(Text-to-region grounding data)
* * *

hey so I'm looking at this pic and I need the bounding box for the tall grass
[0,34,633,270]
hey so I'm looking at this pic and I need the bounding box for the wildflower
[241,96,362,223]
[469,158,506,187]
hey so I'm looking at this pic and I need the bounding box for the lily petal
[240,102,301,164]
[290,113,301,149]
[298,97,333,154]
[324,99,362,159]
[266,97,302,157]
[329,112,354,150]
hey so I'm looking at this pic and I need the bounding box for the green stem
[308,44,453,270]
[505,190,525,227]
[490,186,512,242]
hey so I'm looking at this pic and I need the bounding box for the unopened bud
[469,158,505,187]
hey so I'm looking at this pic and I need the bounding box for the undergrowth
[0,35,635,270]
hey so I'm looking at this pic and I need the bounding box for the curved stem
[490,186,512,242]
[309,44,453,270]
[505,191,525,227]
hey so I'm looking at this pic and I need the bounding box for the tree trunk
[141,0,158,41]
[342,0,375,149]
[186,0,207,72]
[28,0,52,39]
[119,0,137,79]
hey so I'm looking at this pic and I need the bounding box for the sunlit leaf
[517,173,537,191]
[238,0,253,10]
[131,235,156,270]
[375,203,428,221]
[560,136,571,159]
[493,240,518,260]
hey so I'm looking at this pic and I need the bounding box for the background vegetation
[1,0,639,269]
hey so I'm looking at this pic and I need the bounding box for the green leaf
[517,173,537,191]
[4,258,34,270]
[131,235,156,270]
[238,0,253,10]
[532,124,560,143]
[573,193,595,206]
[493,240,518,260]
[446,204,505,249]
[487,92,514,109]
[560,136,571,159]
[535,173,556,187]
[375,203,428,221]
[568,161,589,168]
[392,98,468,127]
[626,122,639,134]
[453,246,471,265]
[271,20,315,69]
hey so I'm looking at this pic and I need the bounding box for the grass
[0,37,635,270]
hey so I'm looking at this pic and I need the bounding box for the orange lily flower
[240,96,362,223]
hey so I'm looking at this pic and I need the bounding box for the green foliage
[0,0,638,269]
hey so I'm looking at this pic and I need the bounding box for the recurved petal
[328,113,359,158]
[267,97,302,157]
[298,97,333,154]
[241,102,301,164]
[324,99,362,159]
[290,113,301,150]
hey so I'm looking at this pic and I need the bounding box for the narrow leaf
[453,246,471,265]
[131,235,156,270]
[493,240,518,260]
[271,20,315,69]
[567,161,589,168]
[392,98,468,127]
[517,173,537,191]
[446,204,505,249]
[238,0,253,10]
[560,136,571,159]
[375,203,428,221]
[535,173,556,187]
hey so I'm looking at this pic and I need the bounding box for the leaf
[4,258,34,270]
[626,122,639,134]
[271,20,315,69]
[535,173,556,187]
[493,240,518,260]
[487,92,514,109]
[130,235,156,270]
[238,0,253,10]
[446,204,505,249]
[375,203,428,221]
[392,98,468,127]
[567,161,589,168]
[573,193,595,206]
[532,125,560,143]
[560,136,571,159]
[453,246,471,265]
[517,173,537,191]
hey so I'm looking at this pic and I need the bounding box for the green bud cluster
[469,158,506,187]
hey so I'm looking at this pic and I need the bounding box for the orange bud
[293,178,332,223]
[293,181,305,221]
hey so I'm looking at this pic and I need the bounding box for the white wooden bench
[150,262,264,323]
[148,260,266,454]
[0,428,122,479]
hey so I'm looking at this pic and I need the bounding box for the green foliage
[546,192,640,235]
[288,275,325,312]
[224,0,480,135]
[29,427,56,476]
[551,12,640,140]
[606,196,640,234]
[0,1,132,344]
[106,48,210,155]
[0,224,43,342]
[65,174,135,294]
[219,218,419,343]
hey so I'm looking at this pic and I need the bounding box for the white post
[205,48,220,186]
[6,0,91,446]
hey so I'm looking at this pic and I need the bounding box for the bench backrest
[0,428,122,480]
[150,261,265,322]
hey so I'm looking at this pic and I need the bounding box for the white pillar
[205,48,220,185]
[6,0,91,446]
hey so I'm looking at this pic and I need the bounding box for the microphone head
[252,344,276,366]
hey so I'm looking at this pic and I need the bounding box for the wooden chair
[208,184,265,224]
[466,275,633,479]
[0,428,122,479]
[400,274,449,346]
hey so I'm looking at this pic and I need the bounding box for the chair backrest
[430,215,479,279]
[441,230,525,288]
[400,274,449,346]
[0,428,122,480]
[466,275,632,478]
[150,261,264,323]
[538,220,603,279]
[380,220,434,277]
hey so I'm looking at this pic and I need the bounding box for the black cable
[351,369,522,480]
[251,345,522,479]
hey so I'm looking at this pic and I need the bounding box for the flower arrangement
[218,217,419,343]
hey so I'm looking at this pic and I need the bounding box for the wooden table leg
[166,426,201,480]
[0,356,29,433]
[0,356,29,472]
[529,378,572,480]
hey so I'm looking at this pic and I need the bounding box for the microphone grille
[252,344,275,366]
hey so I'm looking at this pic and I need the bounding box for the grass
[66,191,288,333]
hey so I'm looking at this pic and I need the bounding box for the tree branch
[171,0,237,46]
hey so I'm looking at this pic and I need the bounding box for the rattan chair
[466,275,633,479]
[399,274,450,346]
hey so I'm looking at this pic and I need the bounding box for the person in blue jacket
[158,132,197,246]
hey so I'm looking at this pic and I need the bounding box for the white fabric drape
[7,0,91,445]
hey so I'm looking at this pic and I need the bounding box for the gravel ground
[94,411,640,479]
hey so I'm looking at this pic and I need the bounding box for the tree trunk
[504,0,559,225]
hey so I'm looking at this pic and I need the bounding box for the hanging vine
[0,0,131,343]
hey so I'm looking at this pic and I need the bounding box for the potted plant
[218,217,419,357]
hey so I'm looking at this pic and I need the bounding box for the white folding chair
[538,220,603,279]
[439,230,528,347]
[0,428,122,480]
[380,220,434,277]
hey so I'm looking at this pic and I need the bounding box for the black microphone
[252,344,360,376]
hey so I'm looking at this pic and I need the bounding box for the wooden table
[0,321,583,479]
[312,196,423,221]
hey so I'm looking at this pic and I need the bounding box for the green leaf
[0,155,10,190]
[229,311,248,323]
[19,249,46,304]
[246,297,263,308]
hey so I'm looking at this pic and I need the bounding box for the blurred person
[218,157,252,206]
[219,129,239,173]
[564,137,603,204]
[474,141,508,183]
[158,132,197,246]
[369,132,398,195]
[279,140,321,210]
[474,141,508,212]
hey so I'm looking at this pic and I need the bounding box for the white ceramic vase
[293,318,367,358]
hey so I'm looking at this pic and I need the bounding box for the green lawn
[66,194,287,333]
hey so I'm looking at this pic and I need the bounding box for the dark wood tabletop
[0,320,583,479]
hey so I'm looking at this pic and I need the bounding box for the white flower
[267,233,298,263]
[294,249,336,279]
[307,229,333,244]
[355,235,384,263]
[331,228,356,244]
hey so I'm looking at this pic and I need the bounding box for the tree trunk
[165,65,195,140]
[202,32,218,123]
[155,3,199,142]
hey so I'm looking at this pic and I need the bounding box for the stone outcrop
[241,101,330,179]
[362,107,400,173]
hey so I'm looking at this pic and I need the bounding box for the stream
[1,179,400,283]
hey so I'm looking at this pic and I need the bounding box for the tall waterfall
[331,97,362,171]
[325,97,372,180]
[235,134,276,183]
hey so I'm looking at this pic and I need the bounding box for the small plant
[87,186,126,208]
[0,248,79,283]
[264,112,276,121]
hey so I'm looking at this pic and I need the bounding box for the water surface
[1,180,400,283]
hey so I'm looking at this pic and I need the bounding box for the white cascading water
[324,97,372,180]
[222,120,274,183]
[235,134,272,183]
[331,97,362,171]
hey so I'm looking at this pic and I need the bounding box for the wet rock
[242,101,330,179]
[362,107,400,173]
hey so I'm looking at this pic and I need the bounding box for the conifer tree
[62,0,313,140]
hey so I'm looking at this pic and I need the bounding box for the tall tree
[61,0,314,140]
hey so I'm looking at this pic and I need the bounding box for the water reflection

* * *

* [What you are asked to do]: Print exactly, and only, the lines from the line that contains "the conifer tree" through the last line of the records.

* [Solution for this task]:
hey so I'm looking at this pic and I need the bounding box for the conifer tree
[62,0,313,140]
hey so I'm looking at this pic and I need the bounding box for the tall tree
[61,0,314,140]
hey so I'm looking at this pic and I need the bounding box for the water reflection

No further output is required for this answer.